# Exercise set
A. From the passage on GMO bans in the EU, return everything from "The EU is not" down to "must be banned.", copied word for word.
B. In the passage on GMO bans in the EU, why are the laws that block planting GMO crops being lifted or expected to be lifted? Answer in one to three sentences.

# Document passage

Filed under: Corn, Farm, Farm Bureau, genetic modification, GMO, Politics | Tags: Agriculture education, assumptions, Corn, EU countries, farm, Farm Bureau, food safety, GMO, gmo debate, GMO's, politics, science
I was reading a “GMO Fact Sheet” put out by an anti-GMO group recently and was struck by several of their “facts” that I knew to be untrue. One of those “facts” was that GMO’s were banned in the European Union (EU), and since they were banned there, all other “right thinking” countries should also ban them.
There were some assumptions made by these “fact finders” that are indeed not facts. First off was the assumptions that since a few vocal countries have so far banned certain GMO transformation events, then all GMO’s are banned in all of the EU. This assumption is wrong on two counts.
Assumption 1) The EU bans all GMO’s.
The EU is not united in banning GMO’s. There are several of the countries in the EU that allow the planting and use of GMOs. EU countries are allowing the import of more GMO’s every year.
Assumption 2) Since a few GMO events are banned, they all must be banned.
In a conversation I had with a member of the EU delegation to the Farm Bureau meeting in San Antonio, I found out that there are very few GMO events that are not allowed for import into the EU.
The EU has been a bit slower to approve the planting of GMO crops than the U.S., but that is changing rapidly. Farmers in Italy and France, once the heart of anti-GMO outrage, are now seeing the advantage in planting GMO crops. Now the problem is not local opposition, but laws passed in the past that are the obstacle to planting GMO’s. These laws are being, or will be lifted as local farmers see that they are falling behind.
All too often I see people making assumptions when faced with a few facts. They assume that because (a) is true, (bcdefghijklmnopqrstuvwxyz) is also true. Be careful in what you assume.

# Recorded information
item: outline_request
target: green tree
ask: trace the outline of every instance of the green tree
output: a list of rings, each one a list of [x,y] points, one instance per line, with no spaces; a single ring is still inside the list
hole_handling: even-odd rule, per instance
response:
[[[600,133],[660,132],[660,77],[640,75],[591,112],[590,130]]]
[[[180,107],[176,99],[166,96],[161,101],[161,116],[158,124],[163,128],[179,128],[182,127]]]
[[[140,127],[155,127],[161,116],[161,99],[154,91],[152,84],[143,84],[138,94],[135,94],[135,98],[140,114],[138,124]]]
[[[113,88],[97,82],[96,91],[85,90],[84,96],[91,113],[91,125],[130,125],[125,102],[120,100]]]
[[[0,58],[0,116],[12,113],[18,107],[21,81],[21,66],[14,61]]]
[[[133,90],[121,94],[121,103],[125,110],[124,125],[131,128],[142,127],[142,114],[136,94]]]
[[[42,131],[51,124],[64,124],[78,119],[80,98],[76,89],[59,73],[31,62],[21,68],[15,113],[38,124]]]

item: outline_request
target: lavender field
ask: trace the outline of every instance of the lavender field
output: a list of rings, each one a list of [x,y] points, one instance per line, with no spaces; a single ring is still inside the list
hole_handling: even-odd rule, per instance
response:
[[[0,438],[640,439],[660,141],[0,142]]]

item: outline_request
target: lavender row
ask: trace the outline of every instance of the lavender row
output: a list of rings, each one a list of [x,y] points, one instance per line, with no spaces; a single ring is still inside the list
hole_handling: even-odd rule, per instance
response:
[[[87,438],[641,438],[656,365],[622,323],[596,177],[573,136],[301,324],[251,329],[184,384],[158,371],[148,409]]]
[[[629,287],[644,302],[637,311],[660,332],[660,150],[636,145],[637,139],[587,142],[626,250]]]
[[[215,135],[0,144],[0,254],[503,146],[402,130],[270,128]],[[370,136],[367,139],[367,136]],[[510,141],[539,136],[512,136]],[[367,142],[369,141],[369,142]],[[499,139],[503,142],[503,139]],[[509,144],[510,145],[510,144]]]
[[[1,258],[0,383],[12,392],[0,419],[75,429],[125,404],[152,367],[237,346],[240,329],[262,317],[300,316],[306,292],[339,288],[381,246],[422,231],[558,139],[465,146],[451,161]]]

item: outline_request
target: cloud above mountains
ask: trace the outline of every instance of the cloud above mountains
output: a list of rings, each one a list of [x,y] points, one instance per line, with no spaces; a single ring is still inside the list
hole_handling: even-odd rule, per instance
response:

# Answers by task
A.
The EU is not united in banning GMO’s. There are several of the countries in the EU that allow the planting and use of GMOs. EU countries are allowing the import of more GMO’s every year.
Assumption 2) Since a few GMO events are banned, they all must be banned.

B. They are being lifted, or will be, as local farmers see that they are falling behind. Farmers in Italy and France, once the heart of anti-GMO outrage, now see the advantage in planting GMO crops. The obstacle is no longer local opposition but laws passed in the past.